> TASK DETAILS
Copy every line of the entries below, character for character.

— Start of RECORD SET —

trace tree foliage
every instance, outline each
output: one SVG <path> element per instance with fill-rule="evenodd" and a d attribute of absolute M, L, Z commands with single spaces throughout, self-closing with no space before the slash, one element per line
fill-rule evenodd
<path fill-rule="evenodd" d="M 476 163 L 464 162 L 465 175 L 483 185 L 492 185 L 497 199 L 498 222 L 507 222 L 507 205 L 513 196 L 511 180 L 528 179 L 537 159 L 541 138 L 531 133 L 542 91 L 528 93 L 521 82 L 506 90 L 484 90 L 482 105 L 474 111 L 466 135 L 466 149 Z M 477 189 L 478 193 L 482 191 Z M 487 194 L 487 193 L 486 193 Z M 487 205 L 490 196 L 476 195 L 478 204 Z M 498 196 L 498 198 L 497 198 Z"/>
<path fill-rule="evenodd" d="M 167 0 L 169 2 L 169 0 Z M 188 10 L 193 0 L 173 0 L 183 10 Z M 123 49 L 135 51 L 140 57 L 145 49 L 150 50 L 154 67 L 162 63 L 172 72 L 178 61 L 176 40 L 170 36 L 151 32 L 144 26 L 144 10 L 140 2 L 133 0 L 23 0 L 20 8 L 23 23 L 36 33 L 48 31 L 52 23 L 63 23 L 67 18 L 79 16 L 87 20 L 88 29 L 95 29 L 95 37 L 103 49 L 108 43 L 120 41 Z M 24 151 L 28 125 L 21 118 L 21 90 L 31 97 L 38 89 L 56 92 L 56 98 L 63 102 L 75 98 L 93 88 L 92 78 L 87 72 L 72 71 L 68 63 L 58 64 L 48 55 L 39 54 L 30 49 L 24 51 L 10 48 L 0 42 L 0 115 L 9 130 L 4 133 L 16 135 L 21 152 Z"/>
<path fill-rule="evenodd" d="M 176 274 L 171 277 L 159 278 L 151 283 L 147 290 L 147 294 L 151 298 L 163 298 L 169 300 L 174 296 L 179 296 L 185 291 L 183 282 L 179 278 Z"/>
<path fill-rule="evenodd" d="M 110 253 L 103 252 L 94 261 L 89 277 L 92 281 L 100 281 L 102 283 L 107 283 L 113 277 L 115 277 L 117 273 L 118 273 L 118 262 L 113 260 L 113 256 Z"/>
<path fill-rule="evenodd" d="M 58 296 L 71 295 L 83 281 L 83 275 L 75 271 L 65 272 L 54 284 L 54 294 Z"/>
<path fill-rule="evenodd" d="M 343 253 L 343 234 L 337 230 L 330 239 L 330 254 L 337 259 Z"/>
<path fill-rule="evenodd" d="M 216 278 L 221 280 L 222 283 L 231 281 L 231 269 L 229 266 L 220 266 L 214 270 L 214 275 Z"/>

— End of RECORD SET —

> OUTPUT BELOW
trace tree foliage
every instance, outline each
output: one SVG <path> element per instance with fill-rule="evenodd" and a d attribute of absolute M, L, Z commands with single spaces throughout, self-closing with no space before the slash, one element per line
fill-rule evenodd
<path fill-rule="evenodd" d="M 476 163 L 464 162 L 465 175 L 483 185 L 492 185 L 497 199 L 498 222 L 507 222 L 507 205 L 513 196 L 511 180 L 528 179 L 537 159 L 541 138 L 531 133 L 542 91 L 528 93 L 521 82 L 506 90 L 484 90 L 482 105 L 474 111 L 466 135 L 466 149 Z M 477 189 L 478 193 L 482 191 Z M 487 194 L 487 193 L 486 193 Z M 487 205 L 490 196 L 476 195 L 478 204 Z M 498 196 L 498 198 L 497 198 Z"/>
<path fill-rule="evenodd" d="M 167 0 L 169 2 L 169 0 Z M 188 10 L 193 0 L 173 0 L 183 10 Z M 123 49 L 135 51 L 140 57 L 145 49 L 150 50 L 154 67 L 162 63 L 172 72 L 178 61 L 176 40 L 170 36 L 151 32 L 144 26 L 144 10 L 140 2 L 133 0 L 23 0 L 20 8 L 23 23 L 36 33 L 48 31 L 52 23 L 63 23 L 67 18 L 79 16 L 87 20 L 88 29 L 95 29 L 95 37 L 103 49 L 108 43 L 120 41 Z M 24 151 L 28 125 L 21 118 L 21 90 L 31 97 L 38 89 L 56 92 L 56 98 L 63 102 L 75 98 L 93 88 L 92 78 L 87 72 L 72 71 L 68 63 L 58 64 L 48 55 L 39 54 L 30 49 L 24 51 L 10 48 L 0 42 L 0 115 L 9 130 L 4 133 L 16 135 L 21 152 Z"/>
<path fill-rule="evenodd" d="M 176 274 L 171 277 L 159 278 L 151 283 L 147 290 L 147 294 L 151 298 L 163 298 L 169 300 L 174 296 L 179 296 L 185 291 L 183 282 L 179 278 Z"/>
<path fill-rule="evenodd" d="M 110 253 L 103 252 L 94 261 L 89 277 L 92 281 L 100 281 L 102 283 L 107 283 L 113 277 L 115 277 L 117 273 L 118 273 L 118 262 L 113 260 L 113 256 Z"/>
<path fill-rule="evenodd" d="M 58 296 L 71 295 L 83 281 L 83 275 L 75 271 L 65 272 L 54 284 L 54 294 Z"/>
<path fill-rule="evenodd" d="M 343 253 L 343 234 L 337 230 L 330 239 L 330 254 L 337 259 Z"/>
<path fill-rule="evenodd" d="M 216 278 L 221 280 L 222 283 L 231 281 L 231 269 L 229 266 L 220 266 L 214 270 L 214 275 Z"/>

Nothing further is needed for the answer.